> Supplied passage
--- START ---

The Australian Daily Telegraph newspaper wrote: "Tay Zonday has written perhaps the most listened-to song in the world right now". People said: "He's scored a YouTube hit with his repetitive, keyboard-driven 'Chocolate Rain', and after a recent appearance on Jimmy Kimmel Live, Tay Zonday's star is shining even brighter". The article also noted that celebrity musicians paid tribute to the song as its popularity rapidly peaked in August 2007. John Mayer reportedly copied Zonday's keyboard riff with his guitar in concert, along with appearing on Best Week Ever improvising a parody to the tune of Nelly Furtado's "Say It Right". Green Day drummer Tré Cool recorded a parody of "Chocolate Rain" which he posted on YouTube. Zonday also became the subject of thousands of other parodies and remixes on YouTube. A clip of his video was also shown on The CW's short-lived series, Online Nation. Zonday has also been interviewed twice on Good Morning America, in March and November 2008.

--- END ---

Continue the passage on Tay Zonday and "Chocolate Rain" after its last sentence.

> Listed records
--- START ---

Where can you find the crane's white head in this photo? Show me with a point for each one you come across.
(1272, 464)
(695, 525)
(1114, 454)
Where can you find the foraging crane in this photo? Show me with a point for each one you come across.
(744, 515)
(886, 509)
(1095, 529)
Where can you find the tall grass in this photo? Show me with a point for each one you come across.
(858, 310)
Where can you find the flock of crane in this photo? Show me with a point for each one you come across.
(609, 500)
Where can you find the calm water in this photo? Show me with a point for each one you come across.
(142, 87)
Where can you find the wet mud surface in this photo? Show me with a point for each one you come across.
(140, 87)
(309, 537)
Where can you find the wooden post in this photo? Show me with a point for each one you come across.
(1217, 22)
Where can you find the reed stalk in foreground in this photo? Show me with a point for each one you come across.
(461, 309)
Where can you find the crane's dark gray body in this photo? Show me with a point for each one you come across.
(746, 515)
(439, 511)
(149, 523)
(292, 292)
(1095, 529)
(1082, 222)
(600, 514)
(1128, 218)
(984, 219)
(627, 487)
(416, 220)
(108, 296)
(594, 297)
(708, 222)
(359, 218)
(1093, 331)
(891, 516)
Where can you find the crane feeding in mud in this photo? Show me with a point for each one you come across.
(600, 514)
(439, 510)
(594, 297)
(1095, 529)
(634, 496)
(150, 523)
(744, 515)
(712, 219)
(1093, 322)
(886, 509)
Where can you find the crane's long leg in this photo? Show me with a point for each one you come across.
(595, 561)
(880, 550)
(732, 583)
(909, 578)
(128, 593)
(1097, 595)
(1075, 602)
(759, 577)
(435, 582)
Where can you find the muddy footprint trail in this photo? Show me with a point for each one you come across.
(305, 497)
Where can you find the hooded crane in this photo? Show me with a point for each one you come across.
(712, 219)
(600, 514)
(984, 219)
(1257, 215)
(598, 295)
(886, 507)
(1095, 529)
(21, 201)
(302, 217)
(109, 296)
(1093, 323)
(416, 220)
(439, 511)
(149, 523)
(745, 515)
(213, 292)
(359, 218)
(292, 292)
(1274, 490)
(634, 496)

--- END ---

> Result
Zonday starred in a commercial for Comedy Central's "Last Laugh 07", hosted by Lewis Black. He released a video called "Cherry Chocolate Rain", in a promotion with Dr Pepper. He starred alongside Leslie Hall in a commercial for Firefox web browser singing a song called "Users Against Boredom" in a parody of "We Are the World". Zonday has said that his voice is often compared to Paul Robeson, Barry White, James Earl Jones, and Brad Roberts of the Crash Test Dummies. He appeared in-person at Intel's Consumer Electronics Show booth, rendering the source files of the "Chocolate Rain" YouTube video in Sony Vegas.

===After "Chocolate Rain"===
In February 2010, he cameoed in a Vizio Super Bowl commercial opened by Beyoncé.

In August 2011, Zonday released his only EP so far, titled "Chocolate Rain 2.0". In November he uploaded "Mama Economy (The Economy Explained)" in response to an economic crisis in the United States. "Mama Economy" features Lindsey Stirling playing the violin.

On June 22, 2012, Zonday uploaded a cover of Carly Rae Jepsen's number one single "Call Me Maybe", which as of 2022 has reached over 6.7 million views. It was featured on "The 10 Best 'Call Me Maybe' Covers" on Billboard.com. He is seen performing the single in front of a microphone in what he claimed to be "as low as I could [sing]".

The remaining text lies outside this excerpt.